先日投稿した『ぶんかざいえほん(絵の指示なし)』ですが、実は個人的に、

「本になったらこんな絵や写真を載せられたらいいな~」

といったイメージを持っていまして。
ただ、文章を読んでどう受け取るかは読まれる方個人のイメージを大切にしてほしいという気持ちもあり、両方載せてみることにしました。
【 】⇒写真
[ ]⇒イラストレーターさんにお願いして描いて頂く絵
という感じで、指示をみて頂ければと思います。

ちなみに、絵の指示なしの方はこちら↓になります。
お時間ありましたら覗いてみて頂けたら嬉しいです。

ようやく始まります~↓


文化財。

それは、主に博物館に展示されているものをいう。

アートや芸術的な雰囲気の強いものは、美術館に展示されているよ。

科学の発展や、発明品は、科学館。

動物に関するものは動物園。
え? 動物園も? って思った?
—————
### 課題 1:
文化財の絵本についての本文を、「先日投稿した『ぶんかざいえほん(絵の指示なし)』ですが、実は個人的に、」から「お時間ありましたら覗いてみて頂けたら嬉しいです。」まで、「イラストレーターさん」を「絵描きさん」に置き換えて書き直すこと。
### 課題 2:
文化財の絵本についての本文を、最後の文の後から書き継ぐこと。

保存データ項目:
—————
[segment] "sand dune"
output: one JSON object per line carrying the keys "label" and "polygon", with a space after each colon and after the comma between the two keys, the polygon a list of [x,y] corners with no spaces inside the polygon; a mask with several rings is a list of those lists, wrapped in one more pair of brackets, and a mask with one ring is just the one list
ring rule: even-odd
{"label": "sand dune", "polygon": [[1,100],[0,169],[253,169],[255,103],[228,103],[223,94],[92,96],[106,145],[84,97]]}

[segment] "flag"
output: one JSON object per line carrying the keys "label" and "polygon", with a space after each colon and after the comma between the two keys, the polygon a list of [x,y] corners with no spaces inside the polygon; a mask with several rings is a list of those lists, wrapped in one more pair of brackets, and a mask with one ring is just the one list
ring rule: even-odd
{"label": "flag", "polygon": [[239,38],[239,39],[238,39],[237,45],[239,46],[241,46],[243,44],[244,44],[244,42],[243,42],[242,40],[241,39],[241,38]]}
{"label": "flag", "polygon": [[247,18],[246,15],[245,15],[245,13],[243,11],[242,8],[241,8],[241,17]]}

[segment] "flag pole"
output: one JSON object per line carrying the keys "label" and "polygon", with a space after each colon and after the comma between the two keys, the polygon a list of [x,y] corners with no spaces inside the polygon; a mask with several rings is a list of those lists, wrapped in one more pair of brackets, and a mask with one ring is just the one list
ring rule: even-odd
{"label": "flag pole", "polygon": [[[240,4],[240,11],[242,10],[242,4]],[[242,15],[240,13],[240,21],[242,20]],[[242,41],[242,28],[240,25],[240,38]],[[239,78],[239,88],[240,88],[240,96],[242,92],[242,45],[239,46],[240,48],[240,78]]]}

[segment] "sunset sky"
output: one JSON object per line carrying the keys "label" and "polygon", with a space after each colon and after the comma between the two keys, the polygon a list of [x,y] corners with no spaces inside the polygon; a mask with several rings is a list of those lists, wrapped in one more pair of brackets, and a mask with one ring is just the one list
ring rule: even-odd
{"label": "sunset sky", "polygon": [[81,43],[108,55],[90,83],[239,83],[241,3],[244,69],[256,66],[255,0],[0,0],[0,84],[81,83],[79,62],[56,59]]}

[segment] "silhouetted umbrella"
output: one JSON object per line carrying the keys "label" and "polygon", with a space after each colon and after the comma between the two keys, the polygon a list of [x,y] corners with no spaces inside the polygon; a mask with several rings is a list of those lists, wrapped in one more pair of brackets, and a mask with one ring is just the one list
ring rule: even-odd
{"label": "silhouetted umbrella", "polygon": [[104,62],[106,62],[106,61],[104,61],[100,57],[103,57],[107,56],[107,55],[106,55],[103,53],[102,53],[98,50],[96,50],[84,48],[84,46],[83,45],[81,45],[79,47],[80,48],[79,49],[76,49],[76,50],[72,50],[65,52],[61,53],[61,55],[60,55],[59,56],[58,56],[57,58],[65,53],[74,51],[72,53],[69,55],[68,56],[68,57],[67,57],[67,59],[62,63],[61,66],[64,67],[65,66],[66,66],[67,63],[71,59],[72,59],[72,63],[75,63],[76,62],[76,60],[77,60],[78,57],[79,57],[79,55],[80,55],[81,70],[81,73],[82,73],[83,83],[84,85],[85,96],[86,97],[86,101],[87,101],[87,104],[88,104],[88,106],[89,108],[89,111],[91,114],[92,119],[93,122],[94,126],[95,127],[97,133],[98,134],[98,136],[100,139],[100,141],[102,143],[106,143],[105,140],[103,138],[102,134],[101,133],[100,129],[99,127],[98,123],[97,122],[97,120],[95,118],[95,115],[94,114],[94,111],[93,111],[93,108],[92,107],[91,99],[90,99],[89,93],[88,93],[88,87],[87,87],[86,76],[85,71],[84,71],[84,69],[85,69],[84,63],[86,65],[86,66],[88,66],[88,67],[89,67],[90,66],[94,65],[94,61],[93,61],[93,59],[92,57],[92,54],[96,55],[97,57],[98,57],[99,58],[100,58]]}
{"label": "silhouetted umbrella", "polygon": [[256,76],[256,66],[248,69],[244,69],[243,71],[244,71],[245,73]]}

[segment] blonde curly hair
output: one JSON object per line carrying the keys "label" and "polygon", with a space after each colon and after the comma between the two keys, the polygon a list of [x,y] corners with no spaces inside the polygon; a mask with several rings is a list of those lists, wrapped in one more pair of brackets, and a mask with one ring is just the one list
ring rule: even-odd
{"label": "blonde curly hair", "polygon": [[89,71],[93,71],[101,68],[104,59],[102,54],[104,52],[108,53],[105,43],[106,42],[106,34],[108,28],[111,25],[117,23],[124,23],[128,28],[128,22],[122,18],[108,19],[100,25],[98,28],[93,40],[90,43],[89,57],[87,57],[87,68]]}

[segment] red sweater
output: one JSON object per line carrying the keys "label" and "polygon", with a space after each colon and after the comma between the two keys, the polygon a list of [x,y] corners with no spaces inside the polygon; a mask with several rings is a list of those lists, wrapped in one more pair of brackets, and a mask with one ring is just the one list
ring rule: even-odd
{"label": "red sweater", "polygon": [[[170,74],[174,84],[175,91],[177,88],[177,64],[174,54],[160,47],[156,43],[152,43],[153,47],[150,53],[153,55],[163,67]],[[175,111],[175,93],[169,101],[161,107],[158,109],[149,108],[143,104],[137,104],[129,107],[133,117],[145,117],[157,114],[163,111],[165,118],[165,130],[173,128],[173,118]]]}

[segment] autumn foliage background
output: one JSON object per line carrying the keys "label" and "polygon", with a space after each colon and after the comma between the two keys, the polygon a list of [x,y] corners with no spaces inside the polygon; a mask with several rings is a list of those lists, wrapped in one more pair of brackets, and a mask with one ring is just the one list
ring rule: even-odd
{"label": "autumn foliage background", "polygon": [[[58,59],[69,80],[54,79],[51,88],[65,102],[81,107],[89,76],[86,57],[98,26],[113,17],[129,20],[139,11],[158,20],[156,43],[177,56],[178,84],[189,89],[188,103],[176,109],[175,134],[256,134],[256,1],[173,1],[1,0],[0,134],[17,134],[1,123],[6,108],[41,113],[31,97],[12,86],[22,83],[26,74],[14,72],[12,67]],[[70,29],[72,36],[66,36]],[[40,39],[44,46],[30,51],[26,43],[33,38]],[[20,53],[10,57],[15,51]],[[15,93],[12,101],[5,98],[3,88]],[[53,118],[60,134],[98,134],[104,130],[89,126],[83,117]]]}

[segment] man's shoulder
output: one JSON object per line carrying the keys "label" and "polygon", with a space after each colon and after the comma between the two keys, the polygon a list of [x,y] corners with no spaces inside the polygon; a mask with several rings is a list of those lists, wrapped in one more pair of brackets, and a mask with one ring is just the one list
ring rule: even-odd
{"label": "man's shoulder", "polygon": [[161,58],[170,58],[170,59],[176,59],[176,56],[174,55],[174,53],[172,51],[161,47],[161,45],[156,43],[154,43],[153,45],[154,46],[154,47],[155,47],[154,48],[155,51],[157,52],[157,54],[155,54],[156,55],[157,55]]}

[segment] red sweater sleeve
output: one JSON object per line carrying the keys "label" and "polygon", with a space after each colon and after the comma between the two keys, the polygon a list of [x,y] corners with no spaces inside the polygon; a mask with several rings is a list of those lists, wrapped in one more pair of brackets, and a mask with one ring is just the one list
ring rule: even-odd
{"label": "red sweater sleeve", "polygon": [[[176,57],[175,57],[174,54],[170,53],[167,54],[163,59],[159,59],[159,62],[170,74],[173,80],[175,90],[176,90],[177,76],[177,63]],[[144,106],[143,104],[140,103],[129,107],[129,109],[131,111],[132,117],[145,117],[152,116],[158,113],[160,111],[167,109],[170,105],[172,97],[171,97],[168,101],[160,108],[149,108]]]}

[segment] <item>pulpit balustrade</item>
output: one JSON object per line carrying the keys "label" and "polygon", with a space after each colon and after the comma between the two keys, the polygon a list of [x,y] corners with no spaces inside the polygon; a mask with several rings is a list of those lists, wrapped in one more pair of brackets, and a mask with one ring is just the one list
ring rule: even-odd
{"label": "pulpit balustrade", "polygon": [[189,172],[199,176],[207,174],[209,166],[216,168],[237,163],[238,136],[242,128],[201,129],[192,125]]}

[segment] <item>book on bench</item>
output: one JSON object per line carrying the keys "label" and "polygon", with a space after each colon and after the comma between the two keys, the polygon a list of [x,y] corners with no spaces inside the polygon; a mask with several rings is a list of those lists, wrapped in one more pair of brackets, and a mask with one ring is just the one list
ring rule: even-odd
—————
### 期待される解答 1:
先日投稿した『ぶんかざいえほん(絵の指示なし)』ですが、実は個人的に、

「本になったらこんな絵や写真を載せられたらいいな~」

といったイメージを持っていまして。
ただ、文章を読んでどう受け取るかは読まれる方個人のイメージを大切にしてほしいという気持ちもあり、両方載せてみることにしました。
【 】⇒写真
[ ]⇒絵描きさんにお願いして描いて頂く絵
という感じで、指示をみて頂ければと思います。

ちなみに、絵の指示なしの方はこちら↓になります。
お時間ありましたら覗いてみて頂けたら嬉しいです。

### 期待される解答 2:
そう、実は動物園も、「動物を知るための施設」だから、
博物館や美術館とかと同じ種類の場所なんだ。

良ければちょっと、
検索してみて。(自分のスマホを持っていなかったら、大人の人と一緒にね!)
世の中にはね、
もっともっとマニアックな“展示施設”が
あるからさ。
【北海道の熊のみの動物園】【横浜のオルゴール博物館】

もし見つけて、そこに行くことができたら、
そこにあるものを見て聞いて楽しんで、
「なんで、ここを作ったひとは、この施設を作ろうと思ったんだろう?」
って、考えてみてね。

さてさて。

なぜこうしたものを残すと思う?

美しいから?

歴史が分かるから?

大事だから?

でも、ひとによって美しいと思うものは違うし、見たら辛くなる場合もある。

君にとって大事なものも、他の人からしたら大事じゃない場合もある。
[男の子がゲームしまくっていて、お母さんがお冠→お母さんがゲームを取り上げている]

上手でもない、むしろ、下手な絵や、
【広島記念博物館の被爆者の描いた絵】【ピカソの『ゲルニカ』】

よく意味の分からないものもある。
[?マークのモニュメントの前で首をかしげる人]

辛くなるものは特に、なぜ残す必要がなぜあるのだろう。

それはね、
我々が我々を知るために、文化財はあるんだよ。

「この地域の人々は、こういうのを美しいと思ってたんだなあ」
「昔はこういう生活をしていたのか」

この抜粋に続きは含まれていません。